_GOAL_. Exclude the pictures; give every entry again exactly as written.

═══ TASK INPUT

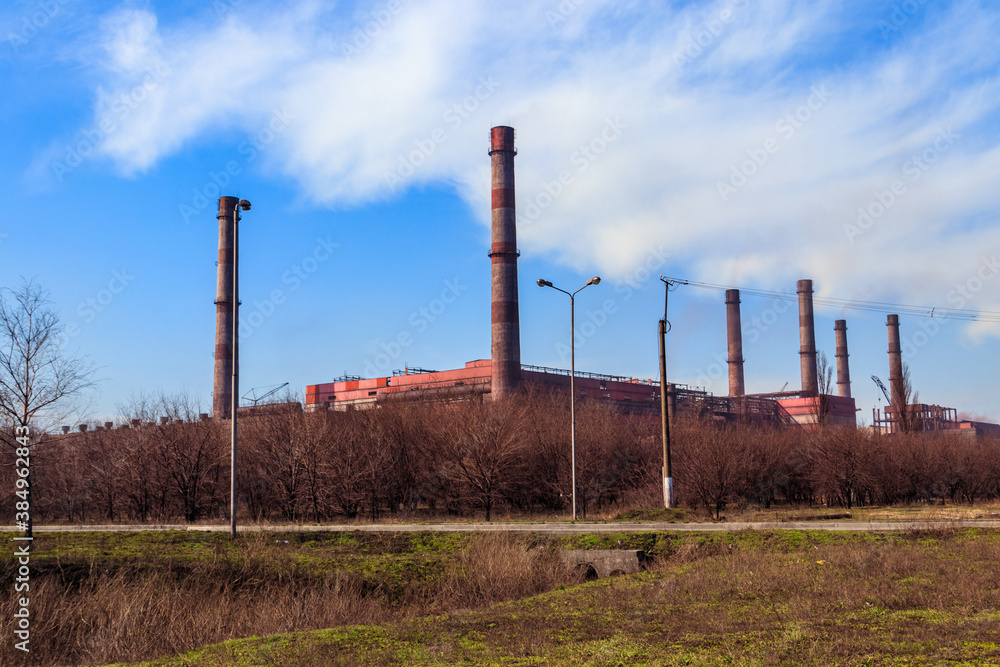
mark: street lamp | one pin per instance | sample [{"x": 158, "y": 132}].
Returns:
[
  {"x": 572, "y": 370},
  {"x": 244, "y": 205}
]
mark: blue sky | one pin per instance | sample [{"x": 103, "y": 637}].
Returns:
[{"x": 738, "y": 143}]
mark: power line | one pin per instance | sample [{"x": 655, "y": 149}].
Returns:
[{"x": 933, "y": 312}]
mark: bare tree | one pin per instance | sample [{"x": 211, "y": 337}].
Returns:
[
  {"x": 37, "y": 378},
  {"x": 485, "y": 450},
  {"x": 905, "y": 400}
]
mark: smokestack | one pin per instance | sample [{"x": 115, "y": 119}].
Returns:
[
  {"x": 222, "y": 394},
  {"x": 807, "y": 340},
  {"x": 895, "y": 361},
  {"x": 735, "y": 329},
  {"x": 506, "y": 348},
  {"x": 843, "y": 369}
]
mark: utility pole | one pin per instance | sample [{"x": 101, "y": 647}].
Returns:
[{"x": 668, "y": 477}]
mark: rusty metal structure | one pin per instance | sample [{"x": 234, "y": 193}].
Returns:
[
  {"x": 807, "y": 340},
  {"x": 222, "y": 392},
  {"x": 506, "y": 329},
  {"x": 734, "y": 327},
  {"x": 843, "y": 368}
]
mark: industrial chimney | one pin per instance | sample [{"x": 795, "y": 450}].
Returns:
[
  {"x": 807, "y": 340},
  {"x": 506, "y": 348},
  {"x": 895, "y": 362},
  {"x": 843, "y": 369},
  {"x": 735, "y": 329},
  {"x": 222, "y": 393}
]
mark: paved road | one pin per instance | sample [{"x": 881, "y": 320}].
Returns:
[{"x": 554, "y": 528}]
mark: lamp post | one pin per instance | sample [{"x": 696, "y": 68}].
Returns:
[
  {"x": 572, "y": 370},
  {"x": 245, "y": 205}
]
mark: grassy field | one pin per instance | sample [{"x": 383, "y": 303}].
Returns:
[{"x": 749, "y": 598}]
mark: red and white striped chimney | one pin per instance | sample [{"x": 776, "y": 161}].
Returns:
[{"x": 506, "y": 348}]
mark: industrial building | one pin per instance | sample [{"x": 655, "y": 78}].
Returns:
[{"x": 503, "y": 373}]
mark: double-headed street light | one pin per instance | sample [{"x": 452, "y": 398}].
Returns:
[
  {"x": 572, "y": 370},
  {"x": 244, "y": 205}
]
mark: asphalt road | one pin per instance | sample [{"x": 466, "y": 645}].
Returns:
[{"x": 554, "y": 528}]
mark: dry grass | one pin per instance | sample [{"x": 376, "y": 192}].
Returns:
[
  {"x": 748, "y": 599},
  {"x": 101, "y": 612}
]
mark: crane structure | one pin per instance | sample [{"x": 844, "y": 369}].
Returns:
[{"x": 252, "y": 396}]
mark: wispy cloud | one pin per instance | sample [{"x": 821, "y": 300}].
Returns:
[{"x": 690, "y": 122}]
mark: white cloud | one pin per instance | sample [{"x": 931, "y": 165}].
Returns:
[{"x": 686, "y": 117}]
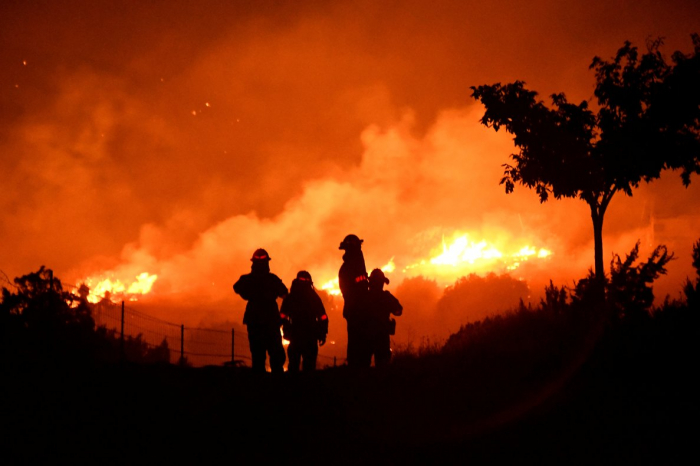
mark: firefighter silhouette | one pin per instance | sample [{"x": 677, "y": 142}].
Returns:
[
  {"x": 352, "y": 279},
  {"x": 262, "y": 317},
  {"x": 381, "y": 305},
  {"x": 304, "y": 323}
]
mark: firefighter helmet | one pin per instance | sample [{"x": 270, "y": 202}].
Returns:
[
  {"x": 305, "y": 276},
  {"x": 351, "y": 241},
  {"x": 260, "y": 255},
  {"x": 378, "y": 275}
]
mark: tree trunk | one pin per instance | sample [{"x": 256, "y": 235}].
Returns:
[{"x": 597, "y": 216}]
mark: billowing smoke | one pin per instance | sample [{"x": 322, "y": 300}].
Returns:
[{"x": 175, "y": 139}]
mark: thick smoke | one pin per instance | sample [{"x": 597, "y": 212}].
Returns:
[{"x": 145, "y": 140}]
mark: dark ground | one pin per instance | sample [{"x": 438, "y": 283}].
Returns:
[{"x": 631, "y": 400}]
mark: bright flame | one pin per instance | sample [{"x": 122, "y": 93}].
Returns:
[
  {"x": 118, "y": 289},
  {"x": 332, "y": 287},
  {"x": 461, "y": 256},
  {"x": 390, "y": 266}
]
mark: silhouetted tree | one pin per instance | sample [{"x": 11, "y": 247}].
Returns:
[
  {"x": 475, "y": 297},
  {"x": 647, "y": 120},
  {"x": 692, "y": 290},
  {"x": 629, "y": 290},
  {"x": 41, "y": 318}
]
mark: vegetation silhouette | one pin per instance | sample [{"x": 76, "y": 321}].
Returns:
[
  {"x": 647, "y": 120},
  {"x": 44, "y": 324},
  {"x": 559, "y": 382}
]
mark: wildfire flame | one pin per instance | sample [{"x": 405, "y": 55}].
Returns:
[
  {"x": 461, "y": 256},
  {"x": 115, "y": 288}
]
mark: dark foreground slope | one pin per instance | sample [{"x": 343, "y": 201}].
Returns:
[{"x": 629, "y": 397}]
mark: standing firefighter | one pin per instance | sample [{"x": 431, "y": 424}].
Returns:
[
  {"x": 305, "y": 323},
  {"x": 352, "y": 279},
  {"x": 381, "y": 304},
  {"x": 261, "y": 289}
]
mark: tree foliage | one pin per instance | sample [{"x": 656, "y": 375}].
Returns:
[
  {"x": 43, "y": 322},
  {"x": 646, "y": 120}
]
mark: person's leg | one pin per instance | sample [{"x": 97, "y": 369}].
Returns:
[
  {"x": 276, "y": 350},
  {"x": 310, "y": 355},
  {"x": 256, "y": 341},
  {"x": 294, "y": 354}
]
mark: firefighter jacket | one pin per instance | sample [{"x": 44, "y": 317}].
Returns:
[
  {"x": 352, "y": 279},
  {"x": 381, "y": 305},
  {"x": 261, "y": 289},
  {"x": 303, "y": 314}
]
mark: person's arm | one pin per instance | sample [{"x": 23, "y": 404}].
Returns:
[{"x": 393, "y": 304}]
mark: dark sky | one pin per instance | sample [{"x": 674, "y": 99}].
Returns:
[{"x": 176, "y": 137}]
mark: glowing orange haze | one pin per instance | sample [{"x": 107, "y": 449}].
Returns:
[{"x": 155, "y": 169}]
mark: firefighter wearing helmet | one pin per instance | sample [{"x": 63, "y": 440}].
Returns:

══════

_TASK OUTPUT_.
mark: street lamp | one pin per instance | sample [{"x": 158, "y": 132}].
Returns:
[
  {"x": 572, "y": 370},
  {"x": 244, "y": 205}
]
mark: blue sky | one pin per instance | sample [{"x": 103, "y": 637}].
Returns:
[{"x": 738, "y": 143}]
mark: power line | one pin per instance | sample [{"x": 655, "y": 149}].
Returns:
[{"x": 933, "y": 312}]
mark: bare tree | one pin per instance | sample [{"x": 211, "y": 337}].
Returns:
[
  {"x": 37, "y": 378},
  {"x": 485, "y": 450},
  {"x": 905, "y": 400}
]
mark: smokestack | one pin per instance | sample [{"x": 115, "y": 119}].
Returns:
[
  {"x": 222, "y": 394},
  {"x": 807, "y": 340},
  {"x": 895, "y": 361},
  {"x": 735, "y": 329},
  {"x": 506, "y": 348},
  {"x": 843, "y": 369}
]
mark: utility pole | one pin per instance | sample [{"x": 101, "y": 647}].
Returns:
[{"x": 668, "y": 477}]
mark: rusty metal structure | one pin per instance | sample [{"x": 234, "y": 193}].
Returns:
[
  {"x": 807, "y": 340},
  {"x": 222, "y": 392},
  {"x": 506, "y": 329},
  {"x": 734, "y": 327},
  {"x": 843, "y": 368}
]
mark: industrial chimney | one pin per instance | sample [{"x": 795, "y": 450}].
Returns:
[
  {"x": 807, "y": 340},
  {"x": 506, "y": 348},
  {"x": 895, "y": 362},
  {"x": 843, "y": 369},
  {"x": 735, "y": 329},
  {"x": 222, "y": 393}
]
mark: paved road | one pin per instance | sample [{"x": 881, "y": 320}].
Returns:
[{"x": 554, "y": 528}]
mark: lamp post | one pin per instance | sample [{"x": 696, "y": 68}].
Returns:
[
  {"x": 572, "y": 370},
  {"x": 245, "y": 205}
]
mark: grassy field | one pin per instance | sample [{"x": 383, "y": 303}].
Returns:
[{"x": 749, "y": 598}]
mark: red and white striped chimney | one pin per instance | sample [{"x": 776, "y": 161}].
Returns:
[{"x": 506, "y": 348}]
mark: industrial building | one pin per instance | sample [{"x": 655, "y": 78}].
Returns:
[{"x": 503, "y": 373}]
mark: double-headed street light | one pin per instance | sample [{"x": 452, "y": 398}].
Returns:
[
  {"x": 572, "y": 370},
  {"x": 244, "y": 205}
]
mark: asphalt road | one pin per instance | sample [{"x": 466, "y": 645}].
Returns:
[{"x": 554, "y": 528}]
mark: dry grass | one pin per instance | sample [{"x": 376, "y": 192}].
Returns:
[
  {"x": 748, "y": 599},
  {"x": 101, "y": 612}
]
mark: crane structure | one pin per instance | sample [{"x": 844, "y": 369}].
Returns:
[{"x": 252, "y": 396}]
mark: wispy cloud | one pin per instance | sample [{"x": 821, "y": 300}].
Returns:
[{"x": 690, "y": 122}]
mark: white cloud | one pin per instance | sample [{"x": 931, "y": 165}].
Returns:
[{"x": 686, "y": 117}]
mark: firefighter silhouette | one pin per instance | sample [{"x": 677, "y": 142}].
Returns:
[
  {"x": 352, "y": 279},
  {"x": 262, "y": 317},
  {"x": 381, "y": 305},
  {"x": 304, "y": 323}
]
mark: firefighter helmet | one pin per instance | sample [{"x": 270, "y": 202}].
Returns:
[
  {"x": 305, "y": 276},
  {"x": 351, "y": 241},
  {"x": 260, "y": 255},
  {"x": 378, "y": 275}
]
mark: tree trunk | one pin per instance | sample [{"x": 256, "y": 235}].
Returns:
[{"x": 597, "y": 216}]
mark: billowing smoke | one pin per instance | sample [{"x": 322, "y": 300}].
Returns:
[{"x": 175, "y": 139}]
mark: thick smoke | one pin per instance | sample [{"x": 597, "y": 212}].
Returns:
[{"x": 145, "y": 140}]
mark: dark ground | one pin per instance | sample [{"x": 438, "y": 283}].
Returns:
[{"x": 631, "y": 400}]
mark: bright flame | one pin per instance | sample [{"x": 122, "y": 93}].
Returns:
[
  {"x": 118, "y": 289},
  {"x": 332, "y": 287},
  {"x": 461, "y": 256},
  {"x": 390, "y": 266}
]
mark: silhouetted tree | one pin per instance | sample [{"x": 11, "y": 247}].
Returns:
[
  {"x": 475, "y": 297},
  {"x": 647, "y": 120},
  {"x": 692, "y": 290},
  {"x": 629, "y": 290},
  {"x": 41, "y": 318}
]
mark: vegetation silhouette | one pin per instance | sample [{"x": 76, "y": 321}].
Returns:
[
  {"x": 647, "y": 120},
  {"x": 44, "y": 324},
  {"x": 559, "y": 382}
]
mark: wildfire flame | one pin per instance | sample [{"x": 405, "y": 55}].
Returns:
[
  {"x": 461, "y": 256},
  {"x": 115, "y": 288}
]
mark: dark foreground slope | one pin per instance | sample [{"x": 343, "y": 201}].
Returns:
[{"x": 629, "y": 397}]
mark: standing firefighter | one pin per instance | sample [{"x": 431, "y": 424}].
Returns:
[
  {"x": 305, "y": 323},
  {"x": 352, "y": 279},
  {"x": 381, "y": 304},
  {"x": 261, "y": 289}
]
mark: tree foliage | one pin per instance | sample [{"x": 656, "y": 375}].
Returns:
[
  {"x": 43, "y": 322},
  {"x": 646, "y": 120}
]
mark: person's leg | one pin per instance | sample [{"x": 97, "y": 369}].
Returns:
[
  {"x": 276, "y": 350},
  {"x": 310, "y": 355},
  {"x": 256, "y": 341},
  {"x": 294, "y": 354}
]
mark: firefighter jacket | one pin per instance | sample [{"x": 44, "y": 317}].
Returns:
[
  {"x": 352, "y": 279},
  {"x": 381, "y": 305},
  {"x": 261, "y": 289},
  {"x": 303, "y": 314}
]
mark: person's arm | one pin per instance | sample [{"x": 23, "y": 404}].
Returns:
[{"x": 393, "y": 304}]
mark: dark sky | one pin per instance | sample [{"x": 674, "y": 99}].
Returns:
[{"x": 176, "y": 137}]
mark: glowing orange haze | one pin per instance | sample [{"x": 107, "y": 449}].
Returns:
[{"x": 155, "y": 169}]
mark: firefighter wearing helmet | one pin per instance | sample [{"x": 63, "y": 440}].
Returns:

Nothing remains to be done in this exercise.